## TEXTE DE LA PAGE
L’enseignement et le mentorat sont prioritaires pour Lau, car ils l’aident à partager ses connaissances et à aider les autres à progresser. C’est pourquoi elle a lancé, avec son partenaire Jimmy Vi, l’Ecru Club, une initiative populaire fondée par des photographes et des directeurs autodidactes. « Nous proposons des programmes qui abordent les obstacles financiers, institutionnels et culturels pour les artistes émergents. »

Comme Lau se nourrit de l’énergie des gens qui l’entourent, le fait de côtoyer de nouveaux talents ayant une telle volonté d’apprendre lui procure un environnement gratifiant. « Au cours des deux dernières années, nous avons reçu du financement dans le cadre d’activités de sensibilisation dans la ville de Toronto pour organiser des ateliers gratuits de développement de concepts pour les cinéastes et photographes panasiatiques autodidactes. »

Les photographes assument de grandes responsabilités en contrôlant l’image d’une personne et la façon dont elle est perçue; il est donc essentiel de promouvoir la positivité corporelle, l’inclusivité et la diversité dans leur travail. « L’endroit où vous placez votre objectif est celui où vous placer votre attention. Je crois qu’en insistant sur ce point pour faire place à de nouvelles perspectives, nous remêlons les cartes pour savoir qui reçoit des occasions et des engagements. »

Extrait d'un fichier de données:
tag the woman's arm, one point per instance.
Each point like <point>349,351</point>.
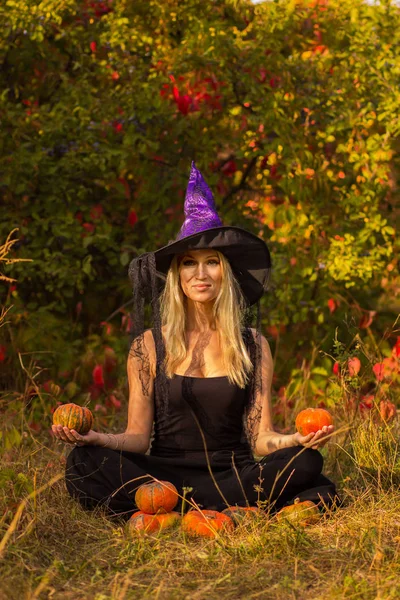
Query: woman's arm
<point>266,439</point>
<point>136,438</point>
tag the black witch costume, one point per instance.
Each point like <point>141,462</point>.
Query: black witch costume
<point>203,427</point>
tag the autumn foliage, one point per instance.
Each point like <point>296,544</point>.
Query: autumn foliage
<point>289,110</point>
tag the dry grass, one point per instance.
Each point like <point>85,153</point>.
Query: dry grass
<point>57,550</point>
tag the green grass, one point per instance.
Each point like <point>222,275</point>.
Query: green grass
<point>57,550</point>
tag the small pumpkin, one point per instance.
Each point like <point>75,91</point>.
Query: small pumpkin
<point>168,520</point>
<point>241,514</point>
<point>144,523</point>
<point>300,513</point>
<point>156,496</point>
<point>310,420</point>
<point>207,523</point>
<point>74,416</point>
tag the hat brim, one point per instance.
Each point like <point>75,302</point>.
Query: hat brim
<point>248,256</point>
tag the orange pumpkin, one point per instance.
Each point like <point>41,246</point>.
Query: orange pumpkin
<point>207,523</point>
<point>156,496</point>
<point>143,523</point>
<point>240,514</point>
<point>168,520</point>
<point>311,420</point>
<point>73,416</point>
<point>300,513</point>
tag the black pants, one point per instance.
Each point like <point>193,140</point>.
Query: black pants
<point>102,477</point>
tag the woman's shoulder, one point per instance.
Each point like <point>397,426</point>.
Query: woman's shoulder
<point>251,335</point>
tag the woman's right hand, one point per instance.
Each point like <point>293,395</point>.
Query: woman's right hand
<point>73,438</point>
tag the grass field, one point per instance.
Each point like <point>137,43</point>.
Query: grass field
<point>51,548</point>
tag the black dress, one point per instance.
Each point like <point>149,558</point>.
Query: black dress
<point>199,444</point>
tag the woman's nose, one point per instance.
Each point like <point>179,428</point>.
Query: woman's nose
<point>201,271</point>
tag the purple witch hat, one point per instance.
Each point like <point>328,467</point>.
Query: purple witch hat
<point>248,254</point>
<point>200,211</point>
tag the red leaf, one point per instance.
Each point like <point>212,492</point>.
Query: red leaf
<point>113,401</point>
<point>107,327</point>
<point>132,218</point>
<point>354,366</point>
<point>332,305</point>
<point>378,370</point>
<point>336,368</point>
<point>97,374</point>
<point>89,227</point>
<point>367,319</point>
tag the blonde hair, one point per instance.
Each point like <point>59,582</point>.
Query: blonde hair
<point>228,313</point>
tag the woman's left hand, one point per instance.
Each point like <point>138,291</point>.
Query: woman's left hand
<point>314,440</point>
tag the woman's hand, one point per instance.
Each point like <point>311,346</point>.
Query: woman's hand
<point>72,437</point>
<point>314,440</point>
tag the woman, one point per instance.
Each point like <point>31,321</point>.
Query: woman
<point>204,379</point>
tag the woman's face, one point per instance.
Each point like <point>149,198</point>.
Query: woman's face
<point>200,273</point>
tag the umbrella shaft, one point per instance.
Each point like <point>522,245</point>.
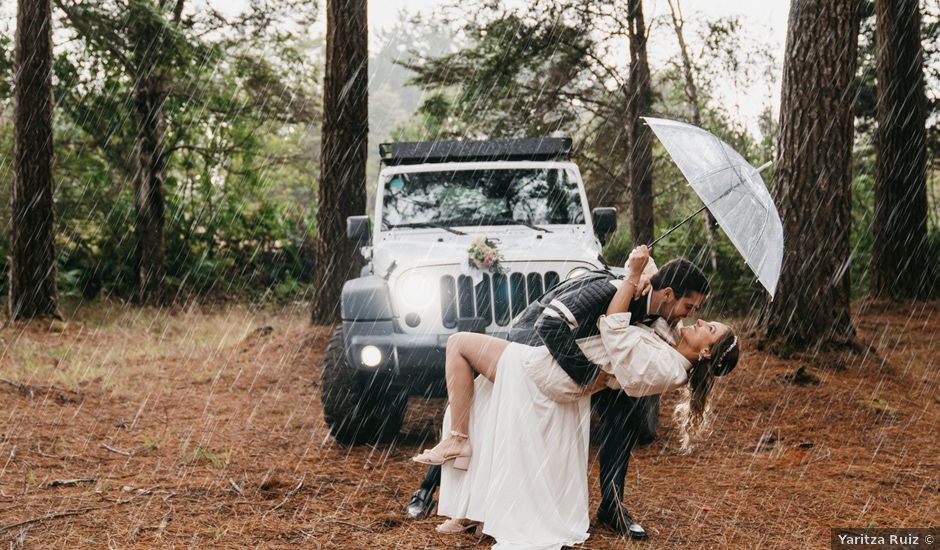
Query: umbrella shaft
<point>677,226</point>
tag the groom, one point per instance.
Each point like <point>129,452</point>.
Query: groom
<point>569,312</point>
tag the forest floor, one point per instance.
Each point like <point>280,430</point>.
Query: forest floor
<point>140,428</point>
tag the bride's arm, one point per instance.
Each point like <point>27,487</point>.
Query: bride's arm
<point>642,363</point>
<point>620,303</point>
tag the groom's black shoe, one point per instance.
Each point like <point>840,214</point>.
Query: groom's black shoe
<point>619,519</point>
<point>421,504</point>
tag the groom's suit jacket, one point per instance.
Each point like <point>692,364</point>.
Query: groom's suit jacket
<point>569,312</point>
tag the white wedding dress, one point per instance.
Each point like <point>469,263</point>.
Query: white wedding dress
<point>528,478</point>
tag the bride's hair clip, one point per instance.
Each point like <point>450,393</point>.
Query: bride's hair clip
<point>720,369</point>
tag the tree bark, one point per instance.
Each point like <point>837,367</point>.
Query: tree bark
<point>342,153</point>
<point>900,262</point>
<point>813,178</point>
<point>149,97</point>
<point>639,100</point>
<point>691,92</point>
<point>32,233</point>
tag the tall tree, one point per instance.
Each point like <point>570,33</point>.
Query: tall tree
<point>32,232</point>
<point>692,93</point>
<point>146,41</point>
<point>901,266</point>
<point>639,100</point>
<point>200,85</point>
<point>343,148</point>
<point>813,177</point>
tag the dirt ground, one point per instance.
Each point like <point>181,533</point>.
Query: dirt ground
<point>139,428</point>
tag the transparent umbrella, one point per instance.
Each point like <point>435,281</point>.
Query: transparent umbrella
<point>733,192</point>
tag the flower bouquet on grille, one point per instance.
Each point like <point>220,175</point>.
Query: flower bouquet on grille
<point>483,255</point>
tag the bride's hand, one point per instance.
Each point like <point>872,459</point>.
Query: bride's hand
<point>637,261</point>
<point>644,286</point>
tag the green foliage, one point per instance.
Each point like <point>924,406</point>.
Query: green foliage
<point>241,108</point>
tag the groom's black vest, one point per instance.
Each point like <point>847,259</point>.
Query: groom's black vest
<point>569,312</point>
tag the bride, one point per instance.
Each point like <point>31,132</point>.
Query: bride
<point>519,434</point>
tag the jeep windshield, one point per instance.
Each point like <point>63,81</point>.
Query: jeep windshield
<point>490,196</point>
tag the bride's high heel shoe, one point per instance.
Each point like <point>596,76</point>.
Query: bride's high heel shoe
<point>455,526</point>
<point>461,458</point>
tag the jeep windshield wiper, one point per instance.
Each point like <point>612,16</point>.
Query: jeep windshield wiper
<point>506,221</point>
<point>428,224</point>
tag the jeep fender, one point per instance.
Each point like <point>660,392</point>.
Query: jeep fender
<point>366,299</point>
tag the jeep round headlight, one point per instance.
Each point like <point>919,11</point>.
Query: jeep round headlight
<point>371,356</point>
<point>415,291</point>
<point>576,272</point>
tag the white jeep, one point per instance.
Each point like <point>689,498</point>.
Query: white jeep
<point>418,288</point>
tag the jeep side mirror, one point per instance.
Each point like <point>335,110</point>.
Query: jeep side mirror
<point>358,230</point>
<point>605,222</point>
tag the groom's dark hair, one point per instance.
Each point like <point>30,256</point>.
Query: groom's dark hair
<point>682,276</point>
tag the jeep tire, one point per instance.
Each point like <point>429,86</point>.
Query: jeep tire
<point>358,409</point>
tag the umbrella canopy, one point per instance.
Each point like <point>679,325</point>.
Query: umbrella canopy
<point>733,192</point>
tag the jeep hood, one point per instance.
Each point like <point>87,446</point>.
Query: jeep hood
<point>437,247</point>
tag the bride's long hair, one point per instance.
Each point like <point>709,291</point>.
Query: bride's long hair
<point>692,414</point>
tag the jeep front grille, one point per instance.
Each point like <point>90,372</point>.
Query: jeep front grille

## CONSIGNE
Traduire en anglais la phrase suivante du texte sur Lau et l'Ecru Club : « L’enseignement et le mentorat sont prioritaires pour Lau, car ils l’aident à partager ses connaissances et à aider les autres à progresser. » Ce listing provient d'une source distincte du texte.

## SOLUTION PROPOSÉE
Teaching and mentoring are priorities for Lau, because they help her share her knowledge and help others progress.